Rewrite the records with every "nose" changed to "mouth" and nothing else altered, leaving the pictures out.

SOURCE DATA.
● ● ●
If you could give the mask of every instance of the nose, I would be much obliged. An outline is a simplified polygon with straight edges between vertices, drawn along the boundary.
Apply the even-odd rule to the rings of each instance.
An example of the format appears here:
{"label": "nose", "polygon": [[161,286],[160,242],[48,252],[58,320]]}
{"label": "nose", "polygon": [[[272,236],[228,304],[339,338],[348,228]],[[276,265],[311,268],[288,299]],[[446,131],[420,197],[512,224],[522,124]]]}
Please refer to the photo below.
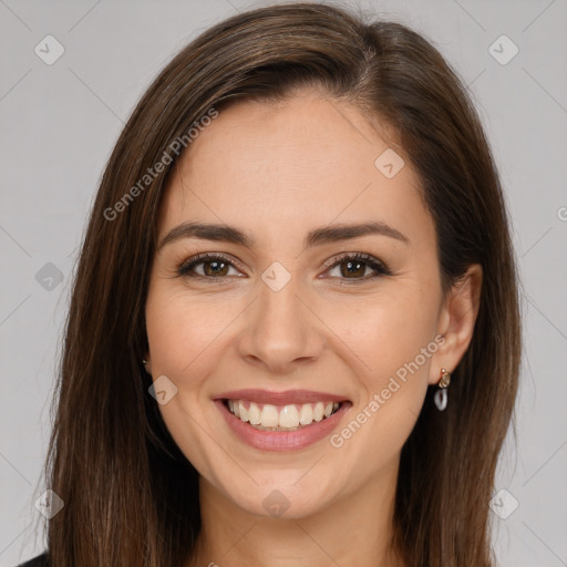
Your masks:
● ● ●
COMPLETE RESPONSE.
If you could give the mask of every instance of the mouth, I would be much obliged. An outline is a simplified polygon with straight edges between vertices, drawn along the boundary.
Apply the even-odd rule to the rings of each instance.
An example of the format appears here:
{"label": "mouth", "polygon": [[161,286],[160,242],[48,252],[58,320]]}
{"label": "mouth", "polygon": [[[272,236],[228,304],[339,338],[348,228]],[[276,265],[311,268],[288,299]],[[446,131],[420,197],[512,224],[522,124]]]}
Please refer to the photo below.
Your masks:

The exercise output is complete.